Exercise brief: Word for word, please restate the line containing "Exercise. Spot the bare" and all the lines that follow it to the end of the data.

Material for the task:
----------

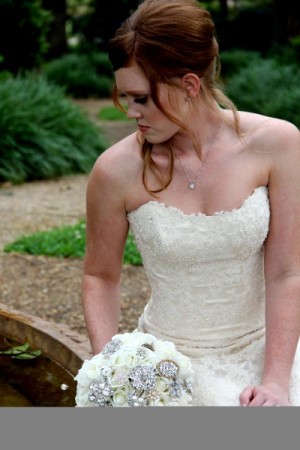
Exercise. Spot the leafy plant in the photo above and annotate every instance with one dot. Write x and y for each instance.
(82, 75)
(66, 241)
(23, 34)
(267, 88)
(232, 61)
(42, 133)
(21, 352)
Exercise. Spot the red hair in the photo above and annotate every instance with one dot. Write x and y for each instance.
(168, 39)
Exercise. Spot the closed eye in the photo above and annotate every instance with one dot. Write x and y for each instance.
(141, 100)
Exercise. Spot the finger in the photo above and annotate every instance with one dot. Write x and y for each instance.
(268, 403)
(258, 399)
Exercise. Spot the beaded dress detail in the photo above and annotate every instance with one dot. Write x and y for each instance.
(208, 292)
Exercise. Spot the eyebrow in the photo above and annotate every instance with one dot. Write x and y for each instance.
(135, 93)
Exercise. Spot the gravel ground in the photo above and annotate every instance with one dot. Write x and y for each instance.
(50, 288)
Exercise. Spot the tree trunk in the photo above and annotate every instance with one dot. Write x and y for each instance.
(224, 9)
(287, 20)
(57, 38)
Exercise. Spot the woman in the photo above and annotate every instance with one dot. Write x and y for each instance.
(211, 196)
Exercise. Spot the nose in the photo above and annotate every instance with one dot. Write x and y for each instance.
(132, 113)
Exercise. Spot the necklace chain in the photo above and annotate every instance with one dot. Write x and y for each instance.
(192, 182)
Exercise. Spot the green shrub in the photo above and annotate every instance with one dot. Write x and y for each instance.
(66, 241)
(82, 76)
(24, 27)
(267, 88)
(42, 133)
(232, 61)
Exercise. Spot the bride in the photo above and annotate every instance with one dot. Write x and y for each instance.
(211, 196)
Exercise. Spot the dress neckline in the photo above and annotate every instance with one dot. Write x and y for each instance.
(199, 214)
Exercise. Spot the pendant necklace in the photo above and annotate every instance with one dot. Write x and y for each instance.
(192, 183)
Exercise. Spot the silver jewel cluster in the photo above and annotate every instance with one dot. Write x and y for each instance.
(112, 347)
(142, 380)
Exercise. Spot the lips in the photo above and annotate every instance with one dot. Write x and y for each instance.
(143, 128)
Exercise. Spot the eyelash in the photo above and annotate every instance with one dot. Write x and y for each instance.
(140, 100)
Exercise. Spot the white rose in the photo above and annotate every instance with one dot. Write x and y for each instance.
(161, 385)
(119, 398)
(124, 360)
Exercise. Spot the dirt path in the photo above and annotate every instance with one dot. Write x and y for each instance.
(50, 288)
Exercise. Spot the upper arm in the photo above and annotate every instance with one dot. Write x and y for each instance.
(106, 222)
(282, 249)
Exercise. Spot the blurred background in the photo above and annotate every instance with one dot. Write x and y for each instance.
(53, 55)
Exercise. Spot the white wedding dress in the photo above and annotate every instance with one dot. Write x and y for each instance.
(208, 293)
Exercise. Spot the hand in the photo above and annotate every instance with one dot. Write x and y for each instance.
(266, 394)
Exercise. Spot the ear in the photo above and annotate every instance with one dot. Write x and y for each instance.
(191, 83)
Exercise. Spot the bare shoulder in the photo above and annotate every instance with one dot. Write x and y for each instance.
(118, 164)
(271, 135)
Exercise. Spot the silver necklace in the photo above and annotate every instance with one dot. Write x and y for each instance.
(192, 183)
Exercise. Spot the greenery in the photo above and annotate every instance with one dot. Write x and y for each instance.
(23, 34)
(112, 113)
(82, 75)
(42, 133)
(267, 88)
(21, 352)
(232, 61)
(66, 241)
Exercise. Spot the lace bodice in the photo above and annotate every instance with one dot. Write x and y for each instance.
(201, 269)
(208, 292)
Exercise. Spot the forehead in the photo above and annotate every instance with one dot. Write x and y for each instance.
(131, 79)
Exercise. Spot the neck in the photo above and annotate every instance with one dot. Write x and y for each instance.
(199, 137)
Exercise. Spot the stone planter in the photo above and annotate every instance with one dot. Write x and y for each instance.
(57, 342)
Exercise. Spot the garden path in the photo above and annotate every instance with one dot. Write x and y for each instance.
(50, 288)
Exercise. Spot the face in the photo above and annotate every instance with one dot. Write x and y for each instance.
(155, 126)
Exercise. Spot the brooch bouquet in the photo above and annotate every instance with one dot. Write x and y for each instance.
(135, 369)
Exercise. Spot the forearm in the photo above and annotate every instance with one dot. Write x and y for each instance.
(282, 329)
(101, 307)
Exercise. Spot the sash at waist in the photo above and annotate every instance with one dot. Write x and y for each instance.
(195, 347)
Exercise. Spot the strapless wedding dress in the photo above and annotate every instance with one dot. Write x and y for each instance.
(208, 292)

----------

Expected answer:
Exercise. Spot the bare shoulder in the photo above and annotate every instance with one dot. Write x and y for each instance.
(118, 164)
(271, 135)
Exercise. Spot the silver necklace in the photo above and annotate every instance with one dot. Write x and y for each instance.
(192, 183)
Exercise. Spot the greenery in the photo above and annotate every instance with one dot. Write x and y for each instance.
(23, 34)
(112, 113)
(82, 75)
(42, 133)
(267, 88)
(21, 352)
(232, 61)
(66, 241)
Exercise. Spot the lace bodice in the photo above and annotate every instance with one dot. Write x and y for each instance.
(201, 269)
(208, 292)
Exercise. Spot the forehead in the photo above and annotate every instance with one dot. Write x and y for each instance.
(131, 79)
Exercise. Spot the neck in the photo above and annotate every instance with one dot. Write x and y for each instance.
(199, 137)
Exercise. Spot the stone planter in the photo above and annotate every instance with one dot. Write x and y for each instance.
(57, 342)
Exercise. Spot the garden path in the photo above and annotate every instance with one dot. Write x and y for each instance.
(50, 288)
Exercise. Spot the face in the photo above and annotate every instance with one dot. Write x and y for each instance.
(155, 126)
Exercise. Spot the brooch bouquet in the photo above and annotate every instance with one dot. Write x and y for each instance.
(135, 369)
Exercise. Spot the forearm in the photo above and annotate every instance with one dot. Write x and y for each instance.
(282, 329)
(101, 307)
Exercise. Spot the sash at waist in the photo above and annotate every instance with one dot. Write x and y for each instance.
(195, 347)
Exercise. Spot the strapless wedding dress in the photo above and annotate every instance with one dot. Write x and y for each instance.
(208, 292)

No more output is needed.